→ Work order A
List every username that posts in the forum thread about slow DSL internet below.
→ Work order B
Write the next part of the forum thread about slow DSL internet, picking up where the text below stops.

══ Quoted passage ══

# internet is way too slow for dsl



## shamnshen (Aug 11, 2011)

My internet is so slow lately. Used to be that we all could be on our laptops working and pages would load really fast. Now it is like dialup. I have run my anti virus (trend) and used ccleaner and still I am at a crawl. Is it possible I have someone stealing our bandwith (what ever that means) or a virus I cant find? Please help.


----------



## shamnshen (Aug 11, 2011)

Another thing I should mention is that my gmail was recently hacked which being computer stupid, I have no idea how that happened


----------



## 2xg (Aug 5, 2009)

Welcome to TSF,

Is this a wired or wireless connection issue? Have you tried both?

How's your connection when it's wired to the Modem?


----------



## shamnshen (Aug 11, 2011)

Wireless, I never set it up for a cord.


----------



## 2xg (Aug 5, 2009)

Can you please try a wired connection? Do you have a patch network cable?

Any other PC/laptop in your home network that's encountering the same issue?

Please see this Sticky and provide us some more info and output for review.

Also, please post the Speedtest results, one using a wired connection and another one using a wireless connection.


----------



## Phou (May 26, 2011)

shamnshen said:


> Another thing I should mention is that my gmail was recently hacked which being computer stupid, I have no idea how that happened


Don't use the same password for every account.

Use stronger password that are 8 characters and more with uppercase/lowercase letters, numbers and symbols. The password might be annoying to type but it helps from brute force attacks.

Scan for key logger and spyware.


----------



## shamnshen (Aug 11, 2011)

All three computers are wireless and the XBOX. All are complaining about issue. I am away from computers tonight but will submit all you requested tomorrow. (replying from phone) Last night I was lurking the forums and came across wireshark. I did a capture on that too (no editing since that program is way over my head) but can tell you I had every color of the rainbow on that capture. Thanks for all your help!


----------



## shamnshen (Aug 11, 2011)

═══
══ Material supplied ══

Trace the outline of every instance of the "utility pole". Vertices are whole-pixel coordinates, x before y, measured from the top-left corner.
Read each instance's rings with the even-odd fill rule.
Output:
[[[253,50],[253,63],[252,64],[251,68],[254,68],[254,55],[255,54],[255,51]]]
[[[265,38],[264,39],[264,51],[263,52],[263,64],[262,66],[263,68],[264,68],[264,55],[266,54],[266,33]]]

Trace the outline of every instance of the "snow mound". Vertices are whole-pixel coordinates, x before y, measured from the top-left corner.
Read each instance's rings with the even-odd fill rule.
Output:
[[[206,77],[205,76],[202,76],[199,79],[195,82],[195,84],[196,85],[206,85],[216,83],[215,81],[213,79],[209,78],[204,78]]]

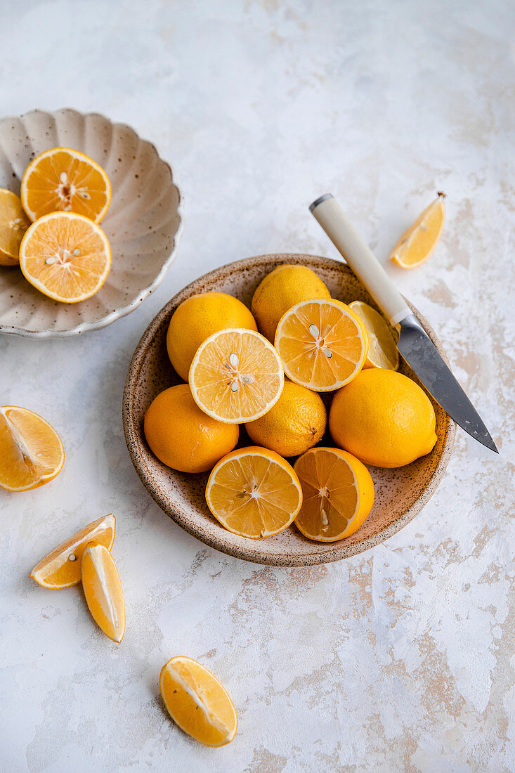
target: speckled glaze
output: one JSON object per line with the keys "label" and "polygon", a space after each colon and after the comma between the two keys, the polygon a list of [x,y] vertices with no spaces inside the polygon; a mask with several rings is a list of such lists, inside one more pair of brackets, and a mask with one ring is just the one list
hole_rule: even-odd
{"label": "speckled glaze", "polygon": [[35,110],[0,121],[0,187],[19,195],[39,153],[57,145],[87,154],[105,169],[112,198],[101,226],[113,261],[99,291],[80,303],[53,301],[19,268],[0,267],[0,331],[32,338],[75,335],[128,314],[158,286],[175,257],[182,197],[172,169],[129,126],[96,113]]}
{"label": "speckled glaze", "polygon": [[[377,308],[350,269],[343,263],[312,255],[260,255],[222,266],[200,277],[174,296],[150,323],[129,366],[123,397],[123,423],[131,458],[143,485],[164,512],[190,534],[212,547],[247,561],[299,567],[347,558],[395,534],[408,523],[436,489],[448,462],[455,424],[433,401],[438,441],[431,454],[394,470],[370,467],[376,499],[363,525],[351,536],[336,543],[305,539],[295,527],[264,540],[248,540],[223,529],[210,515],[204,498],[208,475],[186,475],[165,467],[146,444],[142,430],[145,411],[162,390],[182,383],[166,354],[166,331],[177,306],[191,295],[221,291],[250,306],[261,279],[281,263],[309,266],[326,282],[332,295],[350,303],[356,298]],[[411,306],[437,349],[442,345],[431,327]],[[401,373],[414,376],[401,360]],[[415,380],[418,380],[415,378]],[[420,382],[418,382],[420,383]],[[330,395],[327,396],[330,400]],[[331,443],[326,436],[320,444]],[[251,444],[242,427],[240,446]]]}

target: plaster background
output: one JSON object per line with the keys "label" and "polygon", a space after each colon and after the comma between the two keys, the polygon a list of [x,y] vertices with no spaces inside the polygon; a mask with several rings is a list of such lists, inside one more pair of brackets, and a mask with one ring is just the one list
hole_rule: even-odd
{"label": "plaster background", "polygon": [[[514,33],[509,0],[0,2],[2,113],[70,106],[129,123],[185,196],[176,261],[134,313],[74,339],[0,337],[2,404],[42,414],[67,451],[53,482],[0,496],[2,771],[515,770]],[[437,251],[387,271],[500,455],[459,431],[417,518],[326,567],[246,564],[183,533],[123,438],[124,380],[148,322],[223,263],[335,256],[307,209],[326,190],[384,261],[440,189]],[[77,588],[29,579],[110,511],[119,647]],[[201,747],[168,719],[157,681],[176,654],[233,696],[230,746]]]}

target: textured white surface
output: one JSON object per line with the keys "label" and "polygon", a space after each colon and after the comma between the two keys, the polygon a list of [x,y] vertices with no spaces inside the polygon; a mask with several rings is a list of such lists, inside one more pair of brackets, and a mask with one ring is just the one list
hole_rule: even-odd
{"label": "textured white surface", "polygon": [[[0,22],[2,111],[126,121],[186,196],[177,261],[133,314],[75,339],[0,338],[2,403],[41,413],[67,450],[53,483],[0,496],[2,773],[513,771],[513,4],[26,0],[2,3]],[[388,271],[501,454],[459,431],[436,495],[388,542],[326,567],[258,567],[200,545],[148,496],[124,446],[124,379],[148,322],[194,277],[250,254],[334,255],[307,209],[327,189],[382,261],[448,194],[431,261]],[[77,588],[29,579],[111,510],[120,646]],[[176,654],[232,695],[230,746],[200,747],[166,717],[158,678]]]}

═══

→ Final answer A
shamnshen, 2xg, Phou

→ Final answer B
my ISP is Verizon DSL. It goes from phone line to modem (Westell model 890-2100015) to Router (NetgearWPN824v2 which the software was updated during a service call to netgear couple months ago) We all connect wireless

I dont even know how to do it wired? Take the wire from the modem or the router?

The Speedtest was 1.55 download .37 upload and ping 44ms
http://www.speedtest.net/result/1429787079.png

Microsoft Windows [Version 6.1.7601]
Copyright (c) 2009 Microsoft Corporation. All rights reserved.

C:\Users\LaFramboise>ipconfig/all

Windows IP Configuration

Host Name . . . . . . . . . . . . : LaFramboise-PC
Primary Dns Suffix . . . . . . . :
Node Type . . . . . . . . . . . . : Hybrid
IP Routing Enabled. . . . . . . . : No
WINS Proxy Enabled. . . . . . . . : No

Wireless LAN adapter Wireless Network Connection:

Connection-specific DNS Suffix . :
Description . . . . . . . . . . . : Atheros AR9285 Wireless Network Adapter
Physical Address. . . . . . . . . : 74-F0-6D-31-0E-68
DHCP Enabled. . . . . . . . . . . : No
Autoconfiguration Enabled . . . . : Yes
Link-local IPv6 Address . . . . . : fe80::429:c56f:6b6d:d5a8%13(Preferred)
IPv4 Address. . . . . . . . . . . : 192.168.1.14(Preferred)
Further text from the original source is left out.